INSTRUCTION:
Only the lines from the one containing "yellow stamen -> point" through the last line below should be written out, exactly and with both ends kept.

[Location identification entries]

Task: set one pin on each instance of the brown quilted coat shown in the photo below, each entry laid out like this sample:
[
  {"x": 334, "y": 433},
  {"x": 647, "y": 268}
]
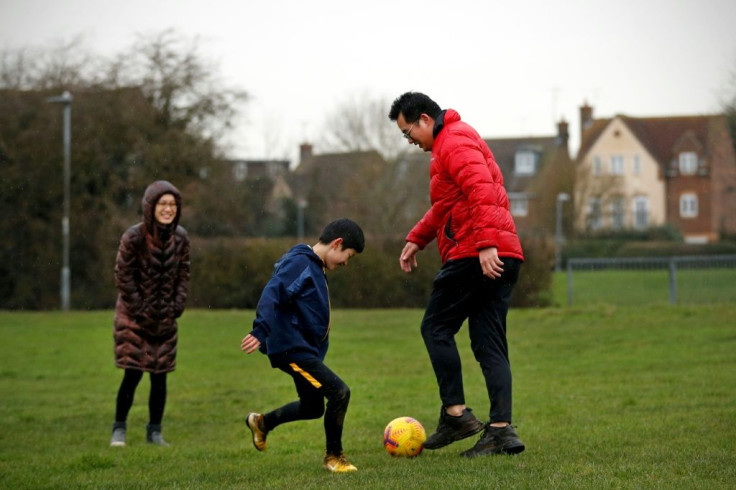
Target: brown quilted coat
[{"x": 152, "y": 275}]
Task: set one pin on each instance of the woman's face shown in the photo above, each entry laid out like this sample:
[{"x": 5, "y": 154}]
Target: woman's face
[{"x": 165, "y": 209}]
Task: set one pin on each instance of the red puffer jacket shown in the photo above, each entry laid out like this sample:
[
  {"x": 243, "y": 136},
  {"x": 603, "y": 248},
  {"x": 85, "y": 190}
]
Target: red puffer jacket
[{"x": 470, "y": 207}]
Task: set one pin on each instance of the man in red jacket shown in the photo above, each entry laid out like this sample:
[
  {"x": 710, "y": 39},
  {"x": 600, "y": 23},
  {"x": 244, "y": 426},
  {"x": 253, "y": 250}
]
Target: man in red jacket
[{"x": 481, "y": 258}]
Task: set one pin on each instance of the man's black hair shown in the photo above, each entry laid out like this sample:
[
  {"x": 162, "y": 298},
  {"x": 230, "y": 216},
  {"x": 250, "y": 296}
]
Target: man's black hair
[
  {"x": 348, "y": 230},
  {"x": 412, "y": 105}
]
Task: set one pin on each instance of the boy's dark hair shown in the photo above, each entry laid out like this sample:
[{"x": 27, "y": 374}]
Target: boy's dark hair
[
  {"x": 412, "y": 105},
  {"x": 348, "y": 230}
]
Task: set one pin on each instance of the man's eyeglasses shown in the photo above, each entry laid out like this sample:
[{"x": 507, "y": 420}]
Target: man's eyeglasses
[{"x": 407, "y": 133}]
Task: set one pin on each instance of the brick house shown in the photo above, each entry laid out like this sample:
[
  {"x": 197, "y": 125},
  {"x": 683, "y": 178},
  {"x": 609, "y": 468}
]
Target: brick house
[
  {"x": 535, "y": 170},
  {"x": 638, "y": 173}
]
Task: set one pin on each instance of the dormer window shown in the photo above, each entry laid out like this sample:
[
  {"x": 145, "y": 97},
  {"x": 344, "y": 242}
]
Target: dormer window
[
  {"x": 688, "y": 163},
  {"x": 241, "y": 171},
  {"x": 525, "y": 162}
]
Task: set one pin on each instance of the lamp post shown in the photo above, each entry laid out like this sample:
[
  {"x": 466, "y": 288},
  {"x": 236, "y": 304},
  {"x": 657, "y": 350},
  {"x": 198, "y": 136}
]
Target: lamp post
[
  {"x": 66, "y": 100},
  {"x": 559, "y": 237},
  {"x": 300, "y": 206}
]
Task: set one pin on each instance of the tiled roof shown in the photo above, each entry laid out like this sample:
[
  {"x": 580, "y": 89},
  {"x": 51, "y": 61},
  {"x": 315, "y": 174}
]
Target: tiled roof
[
  {"x": 658, "y": 134},
  {"x": 504, "y": 150}
]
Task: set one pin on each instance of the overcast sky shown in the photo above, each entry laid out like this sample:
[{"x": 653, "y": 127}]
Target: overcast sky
[{"x": 510, "y": 68}]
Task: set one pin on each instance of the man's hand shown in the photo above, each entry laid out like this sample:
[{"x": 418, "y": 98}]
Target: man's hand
[
  {"x": 490, "y": 262},
  {"x": 408, "y": 258},
  {"x": 250, "y": 344}
]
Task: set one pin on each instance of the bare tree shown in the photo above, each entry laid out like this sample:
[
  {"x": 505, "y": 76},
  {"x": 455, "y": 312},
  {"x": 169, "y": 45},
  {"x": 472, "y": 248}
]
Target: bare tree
[
  {"x": 361, "y": 123},
  {"x": 178, "y": 81}
]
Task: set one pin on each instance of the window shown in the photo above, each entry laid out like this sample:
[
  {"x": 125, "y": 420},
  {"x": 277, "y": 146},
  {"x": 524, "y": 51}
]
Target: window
[
  {"x": 618, "y": 212},
  {"x": 524, "y": 162},
  {"x": 519, "y": 207},
  {"x": 597, "y": 166},
  {"x": 637, "y": 165},
  {"x": 594, "y": 213},
  {"x": 688, "y": 163},
  {"x": 641, "y": 214},
  {"x": 241, "y": 171},
  {"x": 617, "y": 165},
  {"x": 688, "y": 205}
]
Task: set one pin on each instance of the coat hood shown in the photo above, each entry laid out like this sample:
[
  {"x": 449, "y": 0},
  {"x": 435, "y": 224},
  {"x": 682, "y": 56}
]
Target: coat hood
[{"x": 150, "y": 198}]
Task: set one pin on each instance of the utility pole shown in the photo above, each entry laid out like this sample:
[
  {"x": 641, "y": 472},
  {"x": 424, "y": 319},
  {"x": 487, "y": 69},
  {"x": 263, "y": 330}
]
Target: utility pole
[
  {"x": 66, "y": 100},
  {"x": 559, "y": 236}
]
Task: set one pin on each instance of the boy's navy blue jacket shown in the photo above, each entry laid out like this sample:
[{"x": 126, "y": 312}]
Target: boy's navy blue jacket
[{"x": 293, "y": 315}]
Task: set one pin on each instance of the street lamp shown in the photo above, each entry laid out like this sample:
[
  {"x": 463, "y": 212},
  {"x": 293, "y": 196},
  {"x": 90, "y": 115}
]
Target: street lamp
[
  {"x": 66, "y": 100},
  {"x": 300, "y": 206},
  {"x": 559, "y": 238}
]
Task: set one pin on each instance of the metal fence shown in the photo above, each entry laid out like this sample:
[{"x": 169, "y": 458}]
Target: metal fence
[{"x": 671, "y": 264}]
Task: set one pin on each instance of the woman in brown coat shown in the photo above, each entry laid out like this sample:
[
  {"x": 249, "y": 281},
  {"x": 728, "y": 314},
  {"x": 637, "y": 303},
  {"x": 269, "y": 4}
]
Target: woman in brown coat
[{"x": 151, "y": 274}]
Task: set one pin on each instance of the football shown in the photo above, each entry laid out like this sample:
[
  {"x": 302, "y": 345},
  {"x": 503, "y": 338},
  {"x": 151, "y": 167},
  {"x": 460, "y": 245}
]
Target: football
[{"x": 404, "y": 437}]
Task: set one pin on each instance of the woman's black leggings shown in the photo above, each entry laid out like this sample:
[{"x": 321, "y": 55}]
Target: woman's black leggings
[{"x": 156, "y": 400}]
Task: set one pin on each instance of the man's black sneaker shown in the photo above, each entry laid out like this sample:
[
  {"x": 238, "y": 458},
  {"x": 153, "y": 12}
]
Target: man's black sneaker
[
  {"x": 451, "y": 429},
  {"x": 496, "y": 440}
]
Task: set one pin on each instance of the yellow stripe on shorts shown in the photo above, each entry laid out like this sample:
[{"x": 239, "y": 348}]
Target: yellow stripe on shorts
[{"x": 306, "y": 375}]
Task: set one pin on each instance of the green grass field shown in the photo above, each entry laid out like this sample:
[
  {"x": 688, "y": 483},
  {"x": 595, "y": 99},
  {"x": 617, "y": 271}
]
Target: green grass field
[{"x": 605, "y": 397}]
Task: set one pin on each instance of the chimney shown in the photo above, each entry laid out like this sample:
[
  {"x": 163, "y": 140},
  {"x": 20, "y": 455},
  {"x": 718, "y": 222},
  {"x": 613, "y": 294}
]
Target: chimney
[
  {"x": 586, "y": 118},
  {"x": 563, "y": 136},
  {"x": 305, "y": 152}
]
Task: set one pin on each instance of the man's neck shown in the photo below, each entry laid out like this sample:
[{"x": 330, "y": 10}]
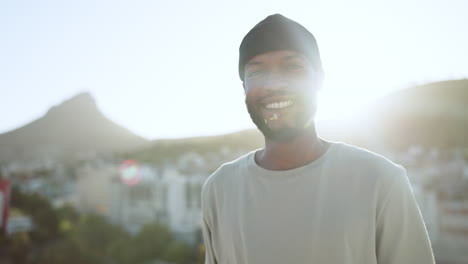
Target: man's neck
[{"x": 295, "y": 153}]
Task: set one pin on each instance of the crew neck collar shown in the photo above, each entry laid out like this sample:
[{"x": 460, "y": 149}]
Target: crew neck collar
[{"x": 257, "y": 170}]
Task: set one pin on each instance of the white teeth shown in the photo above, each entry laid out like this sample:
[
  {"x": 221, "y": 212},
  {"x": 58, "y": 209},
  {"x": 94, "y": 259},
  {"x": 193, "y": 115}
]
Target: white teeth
[{"x": 279, "y": 105}]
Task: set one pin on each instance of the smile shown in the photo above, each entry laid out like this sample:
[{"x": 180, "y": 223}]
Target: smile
[{"x": 278, "y": 105}]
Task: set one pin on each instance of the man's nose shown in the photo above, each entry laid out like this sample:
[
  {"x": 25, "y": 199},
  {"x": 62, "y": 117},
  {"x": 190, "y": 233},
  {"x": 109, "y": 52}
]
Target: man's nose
[{"x": 274, "y": 81}]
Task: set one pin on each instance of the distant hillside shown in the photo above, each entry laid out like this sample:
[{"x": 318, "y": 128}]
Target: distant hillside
[
  {"x": 434, "y": 114},
  {"x": 72, "y": 127},
  {"x": 161, "y": 151}
]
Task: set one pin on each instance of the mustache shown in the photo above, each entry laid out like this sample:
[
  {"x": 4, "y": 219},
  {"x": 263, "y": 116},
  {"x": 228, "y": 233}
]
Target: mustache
[{"x": 275, "y": 93}]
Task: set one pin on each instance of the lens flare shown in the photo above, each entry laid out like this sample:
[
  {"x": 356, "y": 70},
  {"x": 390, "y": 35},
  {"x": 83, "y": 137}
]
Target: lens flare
[{"x": 130, "y": 172}]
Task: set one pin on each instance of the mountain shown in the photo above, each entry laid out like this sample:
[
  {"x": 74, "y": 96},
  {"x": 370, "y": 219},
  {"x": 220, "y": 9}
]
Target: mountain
[{"x": 75, "y": 126}]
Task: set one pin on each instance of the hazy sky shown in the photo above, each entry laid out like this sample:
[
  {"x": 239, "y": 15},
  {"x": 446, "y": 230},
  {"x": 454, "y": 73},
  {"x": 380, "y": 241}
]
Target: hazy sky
[{"x": 166, "y": 69}]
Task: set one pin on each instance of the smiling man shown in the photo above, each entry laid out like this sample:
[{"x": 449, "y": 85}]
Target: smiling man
[{"x": 301, "y": 199}]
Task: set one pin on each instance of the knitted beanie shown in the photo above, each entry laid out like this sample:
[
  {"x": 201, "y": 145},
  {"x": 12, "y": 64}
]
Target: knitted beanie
[{"x": 277, "y": 32}]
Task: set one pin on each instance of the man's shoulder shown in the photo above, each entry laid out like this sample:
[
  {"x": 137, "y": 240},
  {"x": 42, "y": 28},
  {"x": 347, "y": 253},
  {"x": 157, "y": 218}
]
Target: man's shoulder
[
  {"x": 367, "y": 162},
  {"x": 227, "y": 171}
]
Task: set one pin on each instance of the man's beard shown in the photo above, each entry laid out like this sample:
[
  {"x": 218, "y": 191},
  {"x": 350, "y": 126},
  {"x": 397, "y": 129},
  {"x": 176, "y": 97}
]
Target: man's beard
[{"x": 304, "y": 119}]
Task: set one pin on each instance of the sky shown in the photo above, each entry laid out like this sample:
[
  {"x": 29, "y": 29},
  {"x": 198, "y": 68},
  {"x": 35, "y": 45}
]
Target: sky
[{"x": 168, "y": 69}]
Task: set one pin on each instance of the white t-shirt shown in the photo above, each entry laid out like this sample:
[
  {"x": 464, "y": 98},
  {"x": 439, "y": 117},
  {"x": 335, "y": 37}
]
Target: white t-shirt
[{"x": 350, "y": 206}]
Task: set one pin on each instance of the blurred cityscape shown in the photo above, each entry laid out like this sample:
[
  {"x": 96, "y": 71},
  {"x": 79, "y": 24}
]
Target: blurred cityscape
[{"x": 88, "y": 190}]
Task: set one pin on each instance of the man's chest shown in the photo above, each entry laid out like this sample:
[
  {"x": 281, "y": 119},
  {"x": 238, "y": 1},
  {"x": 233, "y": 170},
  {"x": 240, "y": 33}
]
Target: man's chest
[{"x": 302, "y": 222}]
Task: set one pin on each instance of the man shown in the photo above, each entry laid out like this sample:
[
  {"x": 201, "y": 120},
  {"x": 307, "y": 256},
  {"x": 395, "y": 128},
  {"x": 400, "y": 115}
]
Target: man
[{"x": 302, "y": 199}]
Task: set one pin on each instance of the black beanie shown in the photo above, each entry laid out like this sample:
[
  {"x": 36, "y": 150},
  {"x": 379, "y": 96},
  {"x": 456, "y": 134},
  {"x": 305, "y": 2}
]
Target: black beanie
[{"x": 277, "y": 32}]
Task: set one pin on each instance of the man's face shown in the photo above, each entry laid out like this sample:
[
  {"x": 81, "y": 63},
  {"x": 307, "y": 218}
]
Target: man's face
[{"x": 280, "y": 89}]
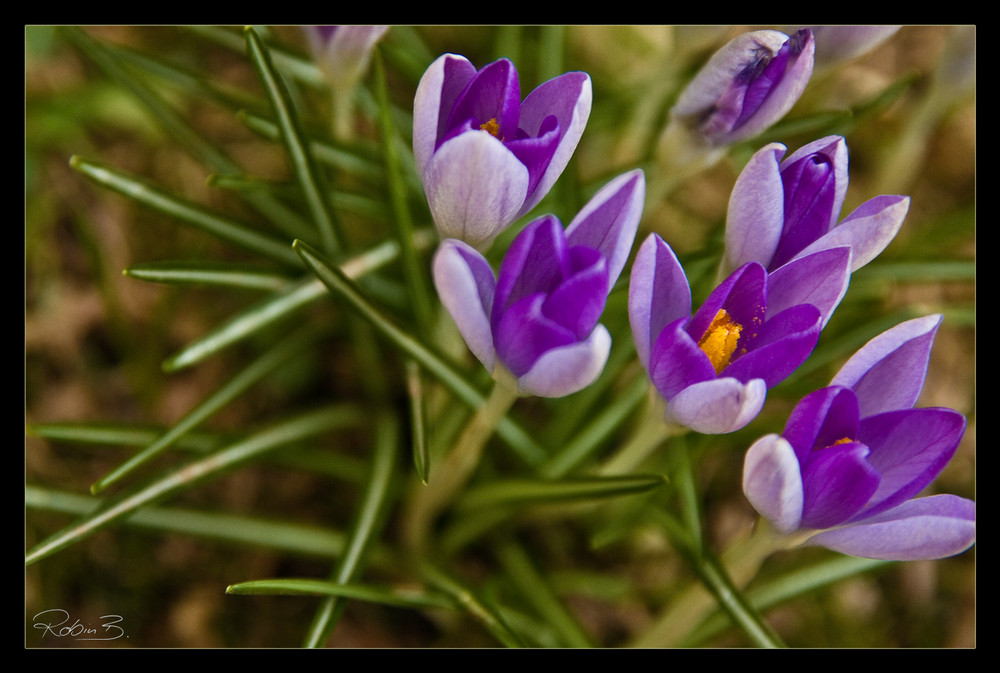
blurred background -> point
(95, 340)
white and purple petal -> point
(718, 405)
(927, 528)
(466, 285)
(888, 372)
(772, 482)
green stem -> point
(448, 478)
(722, 580)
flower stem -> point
(447, 479)
(732, 571)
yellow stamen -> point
(492, 127)
(720, 340)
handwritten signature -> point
(55, 622)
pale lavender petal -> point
(868, 230)
(658, 293)
(820, 279)
(772, 482)
(718, 406)
(888, 372)
(437, 91)
(569, 98)
(756, 210)
(465, 284)
(565, 370)
(837, 481)
(910, 447)
(475, 187)
(609, 221)
(934, 527)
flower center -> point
(720, 340)
(492, 127)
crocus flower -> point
(539, 317)
(714, 368)
(852, 456)
(836, 44)
(746, 86)
(782, 210)
(486, 158)
(343, 53)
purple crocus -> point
(538, 318)
(343, 53)
(486, 158)
(746, 86)
(852, 457)
(714, 368)
(781, 210)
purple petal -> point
(934, 527)
(779, 346)
(756, 210)
(609, 221)
(810, 195)
(835, 149)
(567, 369)
(676, 362)
(568, 98)
(717, 406)
(536, 261)
(837, 481)
(494, 93)
(820, 279)
(868, 230)
(474, 188)
(888, 372)
(437, 91)
(821, 418)
(743, 296)
(579, 301)
(658, 294)
(522, 333)
(465, 284)
(772, 482)
(910, 447)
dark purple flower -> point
(714, 367)
(539, 317)
(747, 86)
(486, 158)
(854, 455)
(783, 210)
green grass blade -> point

PROBLEM SOLUTION:
yellow stamen -> point
(492, 127)
(720, 340)
handwritten signature -> point
(55, 622)
pale lavender petal -> point
(868, 230)
(658, 293)
(820, 279)
(772, 482)
(718, 406)
(888, 372)
(437, 91)
(569, 98)
(756, 210)
(465, 284)
(565, 370)
(837, 481)
(910, 447)
(475, 187)
(609, 221)
(934, 527)
flower center -> point
(720, 340)
(492, 127)
crocus flower -> point
(539, 317)
(714, 368)
(852, 456)
(836, 44)
(746, 86)
(782, 210)
(486, 158)
(343, 53)
purple crocus -> point
(538, 318)
(343, 53)
(486, 158)
(746, 86)
(852, 457)
(714, 368)
(781, 210)
purple petal -> point
(934, 527)
(779, 346)
(756, 210)
(609, 221)
(810, 195)
(835, 149)
(567, 369)
(676, 362)
(568, 98)
(717, 406)
(536, 261)
(837, 481)
(494, 93)
(820, 279)
(868, 230)
(474, 188)
(888, 372)
(437, 91)
(821, 418)
(743, 296)
(579, 301)
(658, 294)
(522, 333)
(465, 284)
(772, 482)
(910, 447)
dark purple flower -> point
(714, 367)
(539, 317)
(747, 86)
(486, 158)
(854, 455)
(783, 210)
green grass blade -> point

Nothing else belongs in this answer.